>> START STORED ROWS
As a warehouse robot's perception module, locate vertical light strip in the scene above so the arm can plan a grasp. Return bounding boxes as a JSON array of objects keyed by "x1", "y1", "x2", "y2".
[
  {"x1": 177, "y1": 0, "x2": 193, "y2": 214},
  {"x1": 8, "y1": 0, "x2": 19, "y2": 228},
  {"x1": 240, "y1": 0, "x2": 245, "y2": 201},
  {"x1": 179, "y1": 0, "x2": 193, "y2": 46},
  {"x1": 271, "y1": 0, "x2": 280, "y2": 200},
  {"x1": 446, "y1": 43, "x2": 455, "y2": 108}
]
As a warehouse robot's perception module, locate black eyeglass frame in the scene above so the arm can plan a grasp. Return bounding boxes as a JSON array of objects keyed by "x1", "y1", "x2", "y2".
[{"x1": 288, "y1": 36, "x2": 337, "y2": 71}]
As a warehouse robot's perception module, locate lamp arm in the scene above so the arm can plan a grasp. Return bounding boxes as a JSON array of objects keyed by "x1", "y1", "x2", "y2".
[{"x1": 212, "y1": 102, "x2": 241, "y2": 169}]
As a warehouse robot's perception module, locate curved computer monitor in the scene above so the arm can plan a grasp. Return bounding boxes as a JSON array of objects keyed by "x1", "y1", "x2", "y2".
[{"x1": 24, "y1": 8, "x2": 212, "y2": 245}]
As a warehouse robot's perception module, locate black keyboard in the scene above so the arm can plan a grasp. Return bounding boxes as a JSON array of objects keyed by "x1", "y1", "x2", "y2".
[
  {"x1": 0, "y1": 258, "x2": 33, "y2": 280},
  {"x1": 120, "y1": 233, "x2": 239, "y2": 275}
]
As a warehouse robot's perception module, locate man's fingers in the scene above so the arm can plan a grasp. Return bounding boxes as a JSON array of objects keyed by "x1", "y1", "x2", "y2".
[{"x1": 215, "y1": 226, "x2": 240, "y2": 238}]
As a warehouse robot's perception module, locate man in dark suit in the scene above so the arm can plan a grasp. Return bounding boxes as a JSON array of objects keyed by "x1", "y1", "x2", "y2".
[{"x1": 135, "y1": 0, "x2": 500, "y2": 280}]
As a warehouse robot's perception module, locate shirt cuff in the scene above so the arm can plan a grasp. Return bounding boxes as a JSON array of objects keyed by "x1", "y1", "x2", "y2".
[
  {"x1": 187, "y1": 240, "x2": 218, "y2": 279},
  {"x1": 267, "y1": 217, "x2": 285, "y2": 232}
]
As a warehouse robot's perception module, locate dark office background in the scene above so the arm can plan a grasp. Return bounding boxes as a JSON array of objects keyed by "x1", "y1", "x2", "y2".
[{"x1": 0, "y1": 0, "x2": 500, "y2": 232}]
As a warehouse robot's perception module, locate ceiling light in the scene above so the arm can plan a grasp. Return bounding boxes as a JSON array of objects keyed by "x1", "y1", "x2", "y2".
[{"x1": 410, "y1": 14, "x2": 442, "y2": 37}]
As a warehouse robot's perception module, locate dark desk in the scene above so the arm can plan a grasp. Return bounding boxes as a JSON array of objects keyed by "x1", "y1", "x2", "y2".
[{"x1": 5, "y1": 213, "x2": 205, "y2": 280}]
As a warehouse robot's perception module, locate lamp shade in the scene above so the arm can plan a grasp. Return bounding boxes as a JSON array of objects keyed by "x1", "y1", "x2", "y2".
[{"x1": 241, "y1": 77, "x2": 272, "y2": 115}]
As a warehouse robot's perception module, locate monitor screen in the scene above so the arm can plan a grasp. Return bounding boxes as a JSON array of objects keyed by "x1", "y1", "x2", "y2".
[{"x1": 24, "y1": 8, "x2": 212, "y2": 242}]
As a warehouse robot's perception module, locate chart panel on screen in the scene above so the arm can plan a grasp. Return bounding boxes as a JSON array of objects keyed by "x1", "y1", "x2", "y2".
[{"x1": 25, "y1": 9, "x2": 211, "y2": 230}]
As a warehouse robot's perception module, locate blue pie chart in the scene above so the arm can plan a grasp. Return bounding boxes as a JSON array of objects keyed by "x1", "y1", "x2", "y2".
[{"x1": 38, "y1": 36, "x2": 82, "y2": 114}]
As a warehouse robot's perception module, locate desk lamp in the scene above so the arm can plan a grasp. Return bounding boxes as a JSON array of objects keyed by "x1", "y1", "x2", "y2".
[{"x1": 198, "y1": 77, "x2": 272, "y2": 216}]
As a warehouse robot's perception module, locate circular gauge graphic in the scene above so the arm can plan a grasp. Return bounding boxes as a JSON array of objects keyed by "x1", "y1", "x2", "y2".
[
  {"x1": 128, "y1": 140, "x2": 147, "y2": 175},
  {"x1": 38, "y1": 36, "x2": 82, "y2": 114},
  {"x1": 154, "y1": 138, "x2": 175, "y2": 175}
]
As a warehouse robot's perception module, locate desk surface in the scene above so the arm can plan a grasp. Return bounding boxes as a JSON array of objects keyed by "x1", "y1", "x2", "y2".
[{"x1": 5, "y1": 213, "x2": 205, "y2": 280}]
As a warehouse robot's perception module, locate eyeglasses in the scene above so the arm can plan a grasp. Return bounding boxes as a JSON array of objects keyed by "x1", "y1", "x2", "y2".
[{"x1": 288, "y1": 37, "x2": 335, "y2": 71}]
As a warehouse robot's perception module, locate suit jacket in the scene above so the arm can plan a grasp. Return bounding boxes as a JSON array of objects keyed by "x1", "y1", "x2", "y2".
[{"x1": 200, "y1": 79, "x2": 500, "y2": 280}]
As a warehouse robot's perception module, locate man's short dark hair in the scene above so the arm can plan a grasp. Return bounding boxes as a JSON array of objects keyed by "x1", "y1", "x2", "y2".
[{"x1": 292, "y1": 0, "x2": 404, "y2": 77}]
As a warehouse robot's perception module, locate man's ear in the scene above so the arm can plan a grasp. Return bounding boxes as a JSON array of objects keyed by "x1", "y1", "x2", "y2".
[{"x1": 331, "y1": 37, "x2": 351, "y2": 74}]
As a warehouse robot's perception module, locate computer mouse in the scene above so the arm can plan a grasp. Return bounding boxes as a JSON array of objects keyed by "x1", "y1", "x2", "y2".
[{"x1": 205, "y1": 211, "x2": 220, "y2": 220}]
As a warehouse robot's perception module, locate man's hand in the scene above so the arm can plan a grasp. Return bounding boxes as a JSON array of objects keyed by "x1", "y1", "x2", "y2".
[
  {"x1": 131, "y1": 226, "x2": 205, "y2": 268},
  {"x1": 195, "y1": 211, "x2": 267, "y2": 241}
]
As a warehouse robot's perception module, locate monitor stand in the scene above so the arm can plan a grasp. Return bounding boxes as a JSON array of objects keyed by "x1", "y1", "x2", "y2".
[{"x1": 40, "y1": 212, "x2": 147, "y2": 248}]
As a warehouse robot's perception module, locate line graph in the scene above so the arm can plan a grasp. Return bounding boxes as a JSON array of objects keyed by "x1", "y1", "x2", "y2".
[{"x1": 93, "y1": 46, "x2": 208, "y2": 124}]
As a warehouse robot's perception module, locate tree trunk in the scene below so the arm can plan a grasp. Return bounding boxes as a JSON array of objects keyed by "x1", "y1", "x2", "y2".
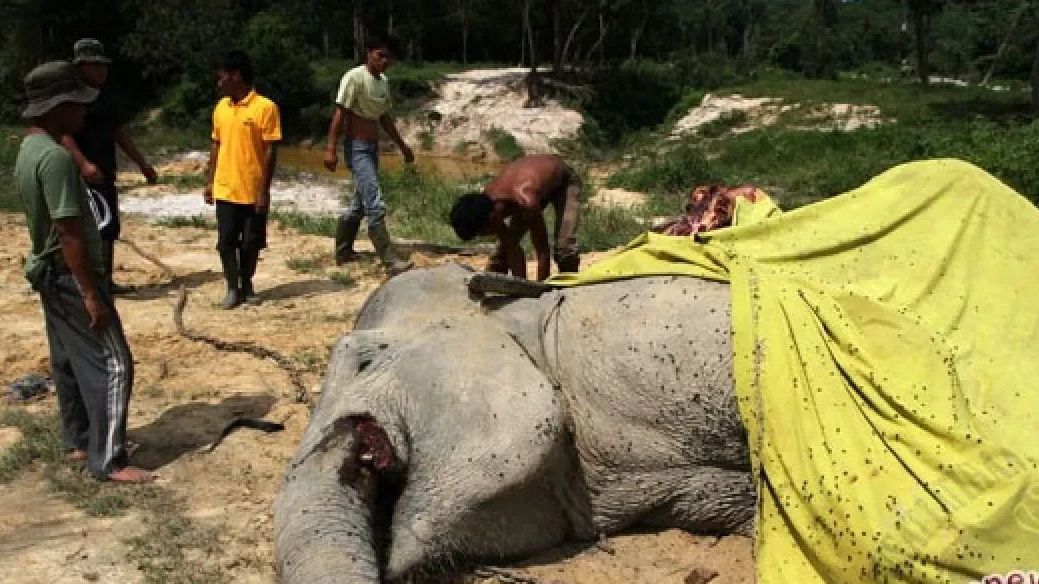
[
  {"x1": 523, "y1": 0, "x2": 537, "y2": 68},
  {"x1": 552, "y1": 0, "x2": 563, "y2": 73},
  {"x1": 559, "y1": 10, "x2": 588, "y2": 68},
  {"x1": 1032, "y1": 29, "x2": 1039, "y2": 115},
  {"x1": 981, "y1": 0, "x2": 1029, "y2": 85},
  {"x1": 912, "y1": 7, "x2": 931, "y2": 87}
]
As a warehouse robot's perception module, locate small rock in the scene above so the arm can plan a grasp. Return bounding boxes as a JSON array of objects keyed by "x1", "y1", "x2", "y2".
[{"x1": 685, "y1": 567, "x2": 718, "y2": 584}]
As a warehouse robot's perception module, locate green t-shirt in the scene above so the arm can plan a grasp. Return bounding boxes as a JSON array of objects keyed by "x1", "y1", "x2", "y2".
[
  {"x1": 15, "y1": 134, "x2": 104, "y2": 283},
  {"x1": 336, "y1": 64, "x2": 393, "y2": 120}
]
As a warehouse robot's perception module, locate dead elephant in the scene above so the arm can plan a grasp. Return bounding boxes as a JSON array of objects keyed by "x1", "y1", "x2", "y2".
[{"x1": 274, "y1": 266, "x2": 755, "y2": 584}]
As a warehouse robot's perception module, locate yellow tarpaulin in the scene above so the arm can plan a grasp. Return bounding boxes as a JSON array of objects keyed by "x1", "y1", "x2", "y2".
[{"x1": 553, "y1": 160, "x2": 1039, "y2": 584}]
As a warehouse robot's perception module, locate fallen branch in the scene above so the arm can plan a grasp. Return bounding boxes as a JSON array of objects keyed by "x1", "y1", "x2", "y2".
[{"x1": 174, "y1": 286, "x2": 310, "y2": 403}]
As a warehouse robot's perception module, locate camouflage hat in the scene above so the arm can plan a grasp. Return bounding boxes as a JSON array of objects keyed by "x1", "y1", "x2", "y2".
[
  {"x1": 72, "y1": 38, "x2": 112, "y2": 64},
  {"x1": 22, "y1": 61, "x2": 98, "y2": 120}
]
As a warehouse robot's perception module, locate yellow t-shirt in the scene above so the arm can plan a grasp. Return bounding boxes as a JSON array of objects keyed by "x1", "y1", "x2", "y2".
[
  {"x1": 336, "y1": 64, "x2": 393, "y2": 120},
  {"x1": 213, "y1": 91, "x2": 282, "y2": 205}
]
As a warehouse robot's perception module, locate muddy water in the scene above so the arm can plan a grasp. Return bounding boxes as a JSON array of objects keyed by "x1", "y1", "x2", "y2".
[{"x1": 277, "y1": 147, "x2": 501, "y2": 180}]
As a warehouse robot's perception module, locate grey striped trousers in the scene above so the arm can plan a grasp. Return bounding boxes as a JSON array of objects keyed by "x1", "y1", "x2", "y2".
[{"x1": 35, "y1": 266, "x2": 133, "y2": 480}]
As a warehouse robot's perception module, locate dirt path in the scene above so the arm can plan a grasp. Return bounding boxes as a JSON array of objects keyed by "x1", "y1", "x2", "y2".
[{"x1": 0, "y1": 214, "x2": 752, "y2": 584}]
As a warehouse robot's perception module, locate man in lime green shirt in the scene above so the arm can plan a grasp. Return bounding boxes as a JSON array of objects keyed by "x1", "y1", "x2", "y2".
[
  {"x1": 15, "y1": 61, "x2": 154, "y2": 482},
  {"x1": 324, "y1": 38, "x2": 415, "y2": 275}
]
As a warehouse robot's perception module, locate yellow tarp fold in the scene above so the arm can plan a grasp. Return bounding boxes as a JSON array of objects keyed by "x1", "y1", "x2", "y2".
[{"x1": 553, "y1": 160, "x2": 1039, "y2": 584}]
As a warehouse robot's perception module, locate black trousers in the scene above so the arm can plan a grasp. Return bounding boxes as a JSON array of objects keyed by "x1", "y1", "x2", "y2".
[{"x1": 216, "y1": 201, "x2": 267, "y2": 251}]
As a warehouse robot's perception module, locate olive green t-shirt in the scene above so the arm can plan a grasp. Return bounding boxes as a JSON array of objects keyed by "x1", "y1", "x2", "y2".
[
  {"x1": 336, "y1": 64, "x2": 393, "y2": 120},
  {"x1": 15, "y1": 133, "x2": 104, "y2": 284}
]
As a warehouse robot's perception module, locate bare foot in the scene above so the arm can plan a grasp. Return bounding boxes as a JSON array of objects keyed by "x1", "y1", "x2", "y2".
[{"x1": 108, "y1": 467, "x2": 156, "y2": 483}]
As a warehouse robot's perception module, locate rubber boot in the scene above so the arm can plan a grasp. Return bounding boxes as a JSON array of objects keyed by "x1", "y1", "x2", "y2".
[
  {"x1": 368, "y1": 221, "x2": 411, "y2": 276},
  {"x1": 220, "y1": 247, "x2": 242, "y2": 311},
  {"x1": 335, "y1": 216, "x2": 361, "y2": 266},
  {"x1": 239, "y1": 247, "x2": 260, "y2": 304}
]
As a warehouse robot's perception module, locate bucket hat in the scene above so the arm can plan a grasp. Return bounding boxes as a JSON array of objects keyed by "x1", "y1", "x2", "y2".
[
  {"x1": 22, "y1": 61, "x2": 98, "y2": 118},
  {"x1": 72, "y1": 38, "x2": 112, "y2": 64}
]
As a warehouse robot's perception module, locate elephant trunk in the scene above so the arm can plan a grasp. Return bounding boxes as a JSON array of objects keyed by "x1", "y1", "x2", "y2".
[{"x1": 274, "y1": 417, "x2": 379, "y2": 584}]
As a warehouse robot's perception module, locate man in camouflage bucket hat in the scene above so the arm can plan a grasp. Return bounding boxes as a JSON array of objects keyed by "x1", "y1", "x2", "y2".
[
  {"x1": 15, "y1": 61, "x2": 154, "y2": 482},
  {"x1": 61, "y1": 38, "x2": 158, "y2": 294}
]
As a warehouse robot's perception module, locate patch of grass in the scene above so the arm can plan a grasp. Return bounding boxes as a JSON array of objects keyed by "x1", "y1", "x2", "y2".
[
  {"x1": 131, "y1": 122, "x2": 212, "y2": 156},
  {"x1": 419, "y1": 130, "x2": 434, "y2": 152},
  {"x1": 380, "y1": 168, "x2": 462, "y2": 245},
  {"x1": 328, "y1": 270, "x2": 357, "y2": 288},
  {"x1": 285, "y1": 258, "x2": 324, "y2": 273},
  {"x1": 487, "y1": 127, "x2": 526, "y2": 162},
  {"x1": 0, "y1": 407, "x2": 230, "y2": 584},
  {"x1": 153, "y1": 215, "x2": 216, "y2": 229},
  {"x1": 0, "y1": 407, "x2": 64, "y2": 484},
  {"x1": 270, "y1": 210, "x2": 337, "y2": 237},
  {"x1": 451, "y1": 140, "x2": 475, "y2": 156},
  {"x1": 696, "y1": 109, "x2": 747, "y2": 138}
]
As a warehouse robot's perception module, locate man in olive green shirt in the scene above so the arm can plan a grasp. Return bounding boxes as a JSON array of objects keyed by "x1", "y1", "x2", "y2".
[
  {"x1": 324, "y1": 37, "x2": 415, "y2": 275},
  {"x1": 15, "y1": 61, "x2": 154, "y2": 482}
]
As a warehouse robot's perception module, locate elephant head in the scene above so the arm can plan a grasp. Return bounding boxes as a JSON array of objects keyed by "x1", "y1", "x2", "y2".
[{"x1": 275, "y1": 266, "x2": 752, "y2": 584}]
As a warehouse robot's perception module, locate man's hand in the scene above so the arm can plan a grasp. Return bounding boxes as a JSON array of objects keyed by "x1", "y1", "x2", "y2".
[
  {"x1": 83, "y1": 293, "x2": 112, "y2": 333},
  {"x1": 400, "y1": 142, "x2": 415, "y2": 164},
  {"x1": 324, "y1": 149, "x2": 339, "y2": 172},
  {"x1": 139, "y1": 162, "x2": 159, "y2": 185},
  {"x1": 79, "y1": 160, "x2": 105, "y2": 185}
]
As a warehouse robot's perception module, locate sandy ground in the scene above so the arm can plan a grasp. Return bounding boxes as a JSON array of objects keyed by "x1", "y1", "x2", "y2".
[
  {"x1": 670, "y1": 94, "x2": 890, "y2": 139},
  {"x1": 0, "y1": 206, "x2": 753, "y2": 584},
  {"x1": 401, "y1": 68, "x2": 584, "y2": 159}
]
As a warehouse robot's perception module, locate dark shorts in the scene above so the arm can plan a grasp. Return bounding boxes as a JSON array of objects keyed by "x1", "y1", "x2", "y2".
[
  {"x1": 216, "y1": 201, "x2": 267, "y2": 249},
  {"x1": 89, "y1": 183, "x2": 123, "y2": 241}
]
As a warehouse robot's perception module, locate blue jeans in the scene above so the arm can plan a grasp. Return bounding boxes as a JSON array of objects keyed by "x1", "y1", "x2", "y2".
[{"x1": 342, "y1": 138, "x2": 387, "y2": 229}]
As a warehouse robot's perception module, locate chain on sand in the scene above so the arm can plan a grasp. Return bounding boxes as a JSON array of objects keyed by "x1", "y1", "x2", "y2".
[{"x1": 473, "y1": 565, "x2": 548, "y2": 584}]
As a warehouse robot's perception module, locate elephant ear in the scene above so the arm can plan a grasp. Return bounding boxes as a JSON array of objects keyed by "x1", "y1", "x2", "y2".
[
  {"x1": 380, "y1": 317, "x2": 566, "y2": 566},
  {"x1": 353, "y1": 264, "x2": 480, "y2": 333}
]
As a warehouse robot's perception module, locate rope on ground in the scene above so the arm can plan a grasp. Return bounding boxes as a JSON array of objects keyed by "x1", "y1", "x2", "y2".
[
  {"x1": 119, "y1": 237, "x2": 177, "y2": 284},
  {"x1": 473, "y1": 565, "x2": 547, "y2": 584},
  {"x1": 174, "y1": 286, "x2": 310, "y2": 403}
]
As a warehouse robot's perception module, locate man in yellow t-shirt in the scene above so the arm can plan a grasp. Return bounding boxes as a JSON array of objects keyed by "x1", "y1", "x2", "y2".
[
  {"x1": 204, "y1": 51, "x2": 282, "y2": 310},
  {"x1": 324, "y1": 38, "x2": 415, "y2": 275}
]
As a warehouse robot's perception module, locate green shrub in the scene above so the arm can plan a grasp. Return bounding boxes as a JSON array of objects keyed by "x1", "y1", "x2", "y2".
[
  {"x1": 0, "y1": 126, "x2": 22, "y2": 211},
  {"x1": 243, "y1": 9, "x2": 322, "y2": 128},
  {"x1": 487, "y1": 128, "x2": 526, "y2": 162}
]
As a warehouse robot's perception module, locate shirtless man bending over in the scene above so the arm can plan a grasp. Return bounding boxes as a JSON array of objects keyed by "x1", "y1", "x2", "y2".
[{"x1": 451, "y1": 155, "x2": 581, "y2": 281}]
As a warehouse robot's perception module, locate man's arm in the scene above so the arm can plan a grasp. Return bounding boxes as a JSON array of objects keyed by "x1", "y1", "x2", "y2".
[
  {"x1": 114, "y1": 126, "x2": 159, "y2": 185},
  {"x1": 379, "y1": 113, "x2": 415, "y2": 164},
  {"x1": 256, "y1": 142, "x2": 277, "y2": 213},
  {"x1": 54, "y1": 217, "x2": 111, "y2": 331},
  {"x1": 61, "y1": 134, "x2": 104, "y2": 184},
  {"x1": 202, "y1": 140, "x2": 220, "y2": 205},
  {"x1": 324, "y1": 104, "x2": 346, "y2": 172},
  {"x1": 524, "y1": 209, "x2": 552, "y2": 282}
]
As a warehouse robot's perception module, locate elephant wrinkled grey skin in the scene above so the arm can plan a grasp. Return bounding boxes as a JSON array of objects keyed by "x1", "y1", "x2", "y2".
[{"x1": 274, "y1": 265, "x2": 755, "y2": 584}]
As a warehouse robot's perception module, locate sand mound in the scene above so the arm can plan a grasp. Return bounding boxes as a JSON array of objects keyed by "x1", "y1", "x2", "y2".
>> END STORED ROWS
** YOUR OBJECTIVE **
Quote exactly the line containing "As a warehouse robot's perception module, locate man in yellow" and every later line through the end of the listing, and no other lines.

** RESULT **
As a warehouse robot's perception module, locate man in yellow t-shirt in the scene above so the arm can plan a grasp. Return bounding boxes as a JSON array of objects keyed by "x1", "y1", "x2", "y2".
[
  {"x1": 204, "y1": 51, "x2": 282, "y2": 310},
  {"x1": 324, "y1": 38, "x2": 415, "y2": 275}
]
As a warehouse robot's perception module, locate green shrub in the scene above so the arm can plan a grasp. Return bounding boxes as a JSON array of objects keyed by "x1", "y1", "x2", "y2".
[
  {"x1": 0, "y1": 126, "x2": 22, "y2": 211},
  {"x1": 243, "y1": 9, "x2": 322, "y2": 128},
  {"x1": 487, "y1": 128, "x2": 526, "y2": 162}
]
As a warehouse robot's perception module, locate shirtless man bending over in the scene above so the arm can plan a grasp. Return bounding boxes as a JSON array of objects keyed by "x1", "y1", "x2", "y2".
[{"x1": 451, "y1": 155, "x2": 581, "y2": 281}]
As a warehouse robot's perception module, locate man's arm in the scene above so the arm can plan a grasp. Return bounding boxes as a JSON array of objects keyed by "x1", "y1", "x2", "y2".
[
  {"x1": 114, "y1": 126, "x2": 159, "y2": 185},
  {"x1": 379, "y1": 113, "x2": 415, "y2": 164},
  {"x1": 256, "y1": 142, "x2": 277, "y2": 213},
  {"x1": 54, "y1": 217, "x2": 111, "y2": 331},
  {"x1": 61, "y1": 134, "x2": 104, "y2": 184},
  {"x1": 202, "y1": 140, "x2": 220, "y2": 205},
  {"x1": 324, "y1": 104, "x2": 346, "y2": 172},
  {"x1": 524, "y1": 209, "x2": 552, "y2": 282}
]
As a warehouse robot's perception module, locate elephant wrinkled grey skin in the scene above so the arm can plan a grasp. Return bounding boxes as a JSON array of objects keyed by "x1", "y1", "x2", "y2".
[{"x1": 274, "y1": 265, "x2": 755, "y2": 584}]
As a warehouse robot's perception module, locate sand mound in the scene above so the arm can plan a grasp. Return bounding boxes as a JSON array of objects keyed by "x1", "y1", "x2", "y2".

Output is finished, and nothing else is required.